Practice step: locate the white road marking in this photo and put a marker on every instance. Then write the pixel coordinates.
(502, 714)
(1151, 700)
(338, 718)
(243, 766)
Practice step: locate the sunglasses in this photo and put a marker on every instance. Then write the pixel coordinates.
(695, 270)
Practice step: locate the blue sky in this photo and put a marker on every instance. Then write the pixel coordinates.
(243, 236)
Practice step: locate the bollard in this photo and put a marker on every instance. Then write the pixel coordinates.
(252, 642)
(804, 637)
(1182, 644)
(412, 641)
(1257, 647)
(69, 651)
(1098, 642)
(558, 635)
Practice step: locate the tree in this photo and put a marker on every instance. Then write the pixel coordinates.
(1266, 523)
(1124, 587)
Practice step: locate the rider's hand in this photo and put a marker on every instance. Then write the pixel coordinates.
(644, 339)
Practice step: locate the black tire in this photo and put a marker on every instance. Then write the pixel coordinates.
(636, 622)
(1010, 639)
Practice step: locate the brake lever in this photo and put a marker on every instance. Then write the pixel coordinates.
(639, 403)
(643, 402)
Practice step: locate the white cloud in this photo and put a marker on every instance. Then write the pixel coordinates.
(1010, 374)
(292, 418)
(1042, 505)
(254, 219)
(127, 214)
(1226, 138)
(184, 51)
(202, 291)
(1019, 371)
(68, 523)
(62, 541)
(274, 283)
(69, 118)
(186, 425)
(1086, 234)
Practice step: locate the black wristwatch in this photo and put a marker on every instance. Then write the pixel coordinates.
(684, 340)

== == ==

上の記録の行をすべて、「Practice step」を「Exercise」に書き換えて示してください。それ以外はもとのままにしてください。

→ **練習の答え**
Exercise: locate the white road marking in this photo and put a marker on every instance. Then write the pixel coordinates.
(502, 714)
(1151, 700)
(338, 718)
(243, 766)
Exercise: locate the sunglasses in this photo and put a marker on every instance. Then write the pixel coordinates.
(695, 270)
Exercise: locate the blue sky in this photo and put a marker on every instance. Then write the pixel coordinates.
(243, 236)
Exercise: locate the bollard in this photo and put a marker on every instance. Then write the pixel coordinates.
(252, 642)
(804, 637)
(1182, 644)
(412, 641)
(1257, 647)
(69, 651)
(1098, 642)
(558, 635)
Exercise: locate the tree in this photo and put a marker on every instance. Then write the pixel coordinates.
(1266, 523)
(1124, 587)
Exercise: locate the rider's hand in this photo and put a marker on every instance. Then write the pixel coordinates.
(644, 339)
Exercise: locate the black tire in this photo and put a marker on every instance. Then write the pixel coordinates.
(636, 622)
(1010, 639)
Exercise: locate the brake lever in this photo and put a marker on every instance. Then write the pixel coordinates.
(639, 403)
(643, 402)
Exercise: locate the white cloud in this photo and put a marker on every instance. Then write the pixel coordinates.
(1010, 374)
(292, 418)
(1042, 505)
(254, 219)
(127, 214)
(1226, 138)
(184, 51)
(202, 291)
(1019, 371)
(68, 523)
(62, 541)
(274, 283)
(69, 118)
(186, 425)
(1086, 234)
Exercise: locate the black wristwatch in this photo and put a marker on every instance. Then write the pixel coordinates.
(684, 340)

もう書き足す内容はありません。